• Selection:
** start **

Sorry if the main wall isn't the best place to post this, but there was no hydronic heating category.

I moved into a 60s house a couple years ago and am having terrible trouble with noise on my baseboard water heaters. At night, one of the bedrooms on the top floor knocks something terrible. The knocking occurs maybe every 5 minutes or so when the boiler is on and it knocks every 1-2 seconds for approximately 30 seconds, slowly tapering off until it stops.

I bleed the suckers all the time. I bleed them when they're cold, I bleed them when they're hot, I bleed them when they're knocking. Never do I get even a fart of air coming out. I've had people come in to look at it, but they havent even the foggiest of ideas and the best they can recommend is tearing the wall out and investigating.

I believe they are AR&SS Radiantrim heaters, but I can't 100% confirm. The bones of an AR&SS are in the basement, but I can't be certain that that's the same design being used in the house right now. As such, below is a picture of a current heater.


What else could be causing this knocking if there is no air in there? Is it possible there is air in there and I just can't get it out? When I do bleed it, I do so for about 1-2 minutes. Maybe that's not long enough. I drained the entire house last winter to replace my boiler. Obviously that took a lot of bleeding over weeks to get rid of all that air, but the knocking still continues and only in one of 3 upstairs bedrooms. I wouldnt be surprised if it's the highest bedroom though.

Comments

  • GPatterson
    GPatterson Member Posts: 2
    Also, I want to describe the knocking a little bit more. It sounds more like someone is knocking on wood. Not especially loud (3yo sleeps like 2' away from the heater). I can't pinpoint where the knocking is coming from. I try to do a little sound testing, but it's so decentralized that I can't lock it down. It might not even be from the heater board at all. There are also occasional one-off louder noises that seem of an entirely different origin, but I'm less worried about those.

    This only happens at night and that's probably just because we havent had terribly cold days in Pittsburgh in the last couple winters that get the heater working so hard.

** end **

• Listed entries:
** start **

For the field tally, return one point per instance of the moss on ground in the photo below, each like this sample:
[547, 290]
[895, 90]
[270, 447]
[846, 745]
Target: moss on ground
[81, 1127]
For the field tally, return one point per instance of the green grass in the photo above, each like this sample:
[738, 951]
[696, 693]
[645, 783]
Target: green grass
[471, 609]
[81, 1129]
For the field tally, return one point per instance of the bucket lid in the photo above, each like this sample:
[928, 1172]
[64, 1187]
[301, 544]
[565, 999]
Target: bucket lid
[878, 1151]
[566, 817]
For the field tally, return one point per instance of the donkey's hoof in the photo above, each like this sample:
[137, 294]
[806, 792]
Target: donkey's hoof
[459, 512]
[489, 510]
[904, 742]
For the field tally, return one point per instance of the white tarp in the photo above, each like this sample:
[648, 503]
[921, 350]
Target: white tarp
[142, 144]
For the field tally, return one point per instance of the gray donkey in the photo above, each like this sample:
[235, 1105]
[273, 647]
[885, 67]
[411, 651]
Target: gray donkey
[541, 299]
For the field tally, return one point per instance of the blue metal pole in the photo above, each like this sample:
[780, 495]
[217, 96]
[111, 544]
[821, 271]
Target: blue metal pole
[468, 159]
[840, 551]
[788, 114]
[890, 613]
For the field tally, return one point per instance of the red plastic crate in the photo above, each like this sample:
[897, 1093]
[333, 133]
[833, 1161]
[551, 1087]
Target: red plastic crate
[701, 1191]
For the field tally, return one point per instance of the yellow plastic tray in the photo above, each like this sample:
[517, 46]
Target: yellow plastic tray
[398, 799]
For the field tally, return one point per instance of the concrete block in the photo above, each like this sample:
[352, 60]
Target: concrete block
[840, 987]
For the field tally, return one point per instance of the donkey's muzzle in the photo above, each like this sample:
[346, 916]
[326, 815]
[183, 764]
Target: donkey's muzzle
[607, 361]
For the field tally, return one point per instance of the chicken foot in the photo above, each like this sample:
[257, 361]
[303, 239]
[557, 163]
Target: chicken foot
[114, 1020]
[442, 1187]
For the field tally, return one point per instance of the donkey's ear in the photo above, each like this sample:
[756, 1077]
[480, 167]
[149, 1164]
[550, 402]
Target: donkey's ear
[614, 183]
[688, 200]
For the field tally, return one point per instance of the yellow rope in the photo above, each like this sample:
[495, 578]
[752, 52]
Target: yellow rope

** end **

• Written exercise A: Reproduce the post about the knocking baseboard heaters from "I moved into" up to and including "out and investigating.".
• Written exercise B: According to the post about the knocking baseboard heaters, how long does the poster bleed a heater each time?

• Finished answer A:
I moved into a 60s house a couple years ago and am having terrible trouble with noise on my baseboard water heaters. At night, one of the bedrooms on the top floor knocks something terrible. The knocking occurs maybe every 5 minutes or so when the boiler is on and it knocks every 1-2 seconds for approximately 30 seconds, slowly tapering off until it stops.

I bleed the suckers all the time. I bleed them when they're cold, I bleed them when they're hot, I bleed them when they're knocking. Never do I get even a fart of air coming out. I've had people come in to look at it, but they havent even the foggiest of ideas and the best they can recommend is tearing the wall out and investigating.

• Finished answer B: About 1-2 minutes.